» **EXCERPT**:
......
- DHQ: No clandestine graveyards in North-east
- 47 terrorists, 25 MNJTF troops killed in clash near Lake Chad
Chuks Okocha and Kingsley Nwezeh in Abuja
Former Vice President Atiku Abubakar Thursday called on the federal government to set up a judicial commission to probe the alleged secret burial of 1,000 Nigerian soldiers killed by Boko Haram/ISWAP insurgents in the North-east.
Atiku made the call against the backdrop of a report by the United States-based newspaper, Wall Street Journal (WSJ), that over 1,000 soldiers killed by the combined forces of Boko Haram and the Islamic State for West African Province (ISWAP) in the last one year were buried unceremoniously in secret graves in Maimalari, Borno State.
But the Defence Headquarters has debunked the report, saying it has no secret graves anywhere in the North-east.
The furore over the WSJ report came as the news of the death of 47 terrorists and 25 troops of a regional force, Multinational Joint Task Force (MNJTF), after a clash in Baga, near Lake Chad, broke.
......
» **SET OF TASKS**:
1. List every person named in the news excerpt about the alleged secret burial of Nigerian soldiers.
2. From the records, extract each line that contains the string "trunk", matching case exactly.
......
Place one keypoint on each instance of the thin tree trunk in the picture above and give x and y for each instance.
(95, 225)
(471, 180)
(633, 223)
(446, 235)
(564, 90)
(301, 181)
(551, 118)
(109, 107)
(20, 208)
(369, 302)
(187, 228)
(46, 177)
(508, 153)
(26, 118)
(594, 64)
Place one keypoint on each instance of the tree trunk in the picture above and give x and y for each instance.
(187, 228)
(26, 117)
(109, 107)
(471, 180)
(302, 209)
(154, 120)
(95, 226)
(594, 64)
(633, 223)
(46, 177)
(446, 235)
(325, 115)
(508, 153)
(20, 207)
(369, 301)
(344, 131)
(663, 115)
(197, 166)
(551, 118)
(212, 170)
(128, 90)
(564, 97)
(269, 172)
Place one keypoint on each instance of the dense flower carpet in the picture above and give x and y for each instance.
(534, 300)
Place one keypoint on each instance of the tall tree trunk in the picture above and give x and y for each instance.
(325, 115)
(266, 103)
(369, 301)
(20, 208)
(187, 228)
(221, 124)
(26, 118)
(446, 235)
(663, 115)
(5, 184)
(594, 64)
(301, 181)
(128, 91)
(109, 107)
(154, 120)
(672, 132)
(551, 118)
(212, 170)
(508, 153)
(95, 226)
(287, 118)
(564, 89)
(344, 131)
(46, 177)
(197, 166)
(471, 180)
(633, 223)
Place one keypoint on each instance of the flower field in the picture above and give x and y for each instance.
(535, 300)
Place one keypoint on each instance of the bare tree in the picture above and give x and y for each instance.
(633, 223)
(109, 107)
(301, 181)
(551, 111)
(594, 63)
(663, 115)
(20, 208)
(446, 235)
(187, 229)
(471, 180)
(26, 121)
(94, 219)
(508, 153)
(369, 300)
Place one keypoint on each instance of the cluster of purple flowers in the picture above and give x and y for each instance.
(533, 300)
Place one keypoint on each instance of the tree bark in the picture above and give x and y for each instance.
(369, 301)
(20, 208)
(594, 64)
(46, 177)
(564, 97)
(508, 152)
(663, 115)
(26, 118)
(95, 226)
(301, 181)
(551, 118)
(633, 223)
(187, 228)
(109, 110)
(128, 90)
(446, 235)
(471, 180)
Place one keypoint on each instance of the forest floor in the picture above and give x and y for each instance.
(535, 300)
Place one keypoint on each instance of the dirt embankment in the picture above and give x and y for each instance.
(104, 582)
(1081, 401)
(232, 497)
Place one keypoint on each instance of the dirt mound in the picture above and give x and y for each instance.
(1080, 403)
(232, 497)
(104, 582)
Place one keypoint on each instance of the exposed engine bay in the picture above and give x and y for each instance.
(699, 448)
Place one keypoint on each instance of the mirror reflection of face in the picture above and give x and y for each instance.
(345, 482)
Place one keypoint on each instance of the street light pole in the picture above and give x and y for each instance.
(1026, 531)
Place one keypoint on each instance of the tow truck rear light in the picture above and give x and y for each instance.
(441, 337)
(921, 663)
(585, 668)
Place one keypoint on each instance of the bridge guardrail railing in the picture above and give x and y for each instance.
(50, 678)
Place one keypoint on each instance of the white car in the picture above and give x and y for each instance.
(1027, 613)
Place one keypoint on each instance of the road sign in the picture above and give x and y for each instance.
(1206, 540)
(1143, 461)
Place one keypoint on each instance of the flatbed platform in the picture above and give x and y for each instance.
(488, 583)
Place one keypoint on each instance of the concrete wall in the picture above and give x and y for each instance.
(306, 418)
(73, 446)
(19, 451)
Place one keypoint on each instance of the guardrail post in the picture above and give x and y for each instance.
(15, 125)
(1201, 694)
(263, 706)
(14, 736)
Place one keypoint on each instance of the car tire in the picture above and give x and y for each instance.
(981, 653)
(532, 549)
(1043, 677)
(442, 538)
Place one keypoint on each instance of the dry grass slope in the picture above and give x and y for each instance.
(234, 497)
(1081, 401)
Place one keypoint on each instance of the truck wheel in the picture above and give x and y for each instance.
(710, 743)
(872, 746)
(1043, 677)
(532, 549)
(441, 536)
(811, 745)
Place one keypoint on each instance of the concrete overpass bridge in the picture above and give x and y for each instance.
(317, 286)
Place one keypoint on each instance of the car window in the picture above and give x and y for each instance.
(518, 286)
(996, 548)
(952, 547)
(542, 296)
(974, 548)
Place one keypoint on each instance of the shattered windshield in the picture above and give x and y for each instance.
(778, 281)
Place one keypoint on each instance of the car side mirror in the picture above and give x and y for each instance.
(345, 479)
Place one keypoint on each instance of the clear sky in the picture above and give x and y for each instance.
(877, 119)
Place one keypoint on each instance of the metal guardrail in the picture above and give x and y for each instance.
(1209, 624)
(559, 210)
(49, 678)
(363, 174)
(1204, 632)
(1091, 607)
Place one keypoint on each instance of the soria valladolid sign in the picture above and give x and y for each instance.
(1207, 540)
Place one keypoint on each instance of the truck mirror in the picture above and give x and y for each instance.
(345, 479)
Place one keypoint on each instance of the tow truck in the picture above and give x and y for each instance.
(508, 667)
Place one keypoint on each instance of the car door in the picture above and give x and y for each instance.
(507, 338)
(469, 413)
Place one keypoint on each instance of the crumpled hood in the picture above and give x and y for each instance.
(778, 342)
......
» **EXPECTED RESPONSES**:
1.
Chuks Okocha
Kingsley Nwezeh
Atiku Abubakar

2.
Place one keypoint on each instance of the thin tree trunk in the picture above and give x and y for each instance.
Place one keypoint on each instance of the tree trunk in the picture above and give x and y for each instance.
Place one keypoint on each instance of the tall tree trunk in the picture above and give x and y for each instance.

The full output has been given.